(Provided material Opens)

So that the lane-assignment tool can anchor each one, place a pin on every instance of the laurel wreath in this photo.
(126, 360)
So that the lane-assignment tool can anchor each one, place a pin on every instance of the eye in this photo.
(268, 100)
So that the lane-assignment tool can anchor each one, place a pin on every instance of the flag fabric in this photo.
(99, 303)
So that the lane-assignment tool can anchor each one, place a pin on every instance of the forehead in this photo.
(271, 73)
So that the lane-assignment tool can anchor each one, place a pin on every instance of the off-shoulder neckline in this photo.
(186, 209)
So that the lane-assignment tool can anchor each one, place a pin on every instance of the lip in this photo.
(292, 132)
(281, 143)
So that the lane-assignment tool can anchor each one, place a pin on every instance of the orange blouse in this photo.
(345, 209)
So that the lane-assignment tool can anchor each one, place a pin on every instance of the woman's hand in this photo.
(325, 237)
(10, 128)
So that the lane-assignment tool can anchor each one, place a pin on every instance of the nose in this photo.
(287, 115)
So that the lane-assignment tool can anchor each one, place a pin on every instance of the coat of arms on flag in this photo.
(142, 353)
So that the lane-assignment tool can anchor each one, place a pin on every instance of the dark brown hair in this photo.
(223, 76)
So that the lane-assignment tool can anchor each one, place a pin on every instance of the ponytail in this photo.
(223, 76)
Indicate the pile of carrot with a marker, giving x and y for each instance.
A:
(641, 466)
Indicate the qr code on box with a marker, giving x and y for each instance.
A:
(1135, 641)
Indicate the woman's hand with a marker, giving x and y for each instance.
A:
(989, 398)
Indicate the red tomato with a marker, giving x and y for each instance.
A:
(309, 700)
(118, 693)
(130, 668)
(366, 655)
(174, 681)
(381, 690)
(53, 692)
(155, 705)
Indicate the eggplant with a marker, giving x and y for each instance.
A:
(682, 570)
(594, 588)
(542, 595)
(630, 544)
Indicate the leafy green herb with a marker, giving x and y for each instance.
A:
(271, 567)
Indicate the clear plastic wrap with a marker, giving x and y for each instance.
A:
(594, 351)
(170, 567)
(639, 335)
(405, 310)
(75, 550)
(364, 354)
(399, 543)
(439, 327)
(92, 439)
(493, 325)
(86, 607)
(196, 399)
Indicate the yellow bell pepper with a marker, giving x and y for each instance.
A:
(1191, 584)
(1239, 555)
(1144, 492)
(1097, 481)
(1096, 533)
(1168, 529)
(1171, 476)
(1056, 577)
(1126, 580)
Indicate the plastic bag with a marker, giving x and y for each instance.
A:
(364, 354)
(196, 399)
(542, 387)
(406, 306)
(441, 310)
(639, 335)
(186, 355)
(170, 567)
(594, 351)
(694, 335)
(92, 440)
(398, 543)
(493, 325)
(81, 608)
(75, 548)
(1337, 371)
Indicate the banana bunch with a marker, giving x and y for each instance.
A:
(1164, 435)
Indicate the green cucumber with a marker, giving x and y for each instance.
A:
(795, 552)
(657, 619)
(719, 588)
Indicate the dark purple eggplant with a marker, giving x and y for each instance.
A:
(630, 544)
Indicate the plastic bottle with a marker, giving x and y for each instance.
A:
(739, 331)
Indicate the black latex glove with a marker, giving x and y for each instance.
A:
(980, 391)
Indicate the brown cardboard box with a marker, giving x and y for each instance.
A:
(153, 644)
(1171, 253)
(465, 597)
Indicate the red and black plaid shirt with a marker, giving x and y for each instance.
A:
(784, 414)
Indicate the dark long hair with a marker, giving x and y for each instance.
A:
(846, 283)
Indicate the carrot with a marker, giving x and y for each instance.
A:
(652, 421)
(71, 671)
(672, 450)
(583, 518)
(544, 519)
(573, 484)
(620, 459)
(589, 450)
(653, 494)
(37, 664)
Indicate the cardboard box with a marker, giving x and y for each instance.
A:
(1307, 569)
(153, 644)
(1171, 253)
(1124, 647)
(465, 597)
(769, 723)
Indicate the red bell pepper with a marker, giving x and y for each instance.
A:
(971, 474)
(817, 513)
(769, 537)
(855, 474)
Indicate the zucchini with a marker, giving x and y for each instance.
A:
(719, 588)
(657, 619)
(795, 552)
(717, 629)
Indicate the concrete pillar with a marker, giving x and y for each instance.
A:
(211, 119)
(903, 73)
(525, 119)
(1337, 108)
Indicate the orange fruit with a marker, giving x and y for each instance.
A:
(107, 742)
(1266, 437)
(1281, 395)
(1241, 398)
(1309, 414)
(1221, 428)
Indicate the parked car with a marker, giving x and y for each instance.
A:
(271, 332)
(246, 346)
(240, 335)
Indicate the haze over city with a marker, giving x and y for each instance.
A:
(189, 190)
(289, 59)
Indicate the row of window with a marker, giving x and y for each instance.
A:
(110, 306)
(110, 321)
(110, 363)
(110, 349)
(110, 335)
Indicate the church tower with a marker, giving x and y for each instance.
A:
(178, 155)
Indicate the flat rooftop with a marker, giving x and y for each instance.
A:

(Provided material Closes)

**Your task**: Lines in the records above that carry the word "cardboard" are to be located and copied.

**Answer to this problem**:
Indicate the brown cardboard box with a marker, giving x and y for each instance.
Indicate the cardboard box with a marker, giving x and y for each instance.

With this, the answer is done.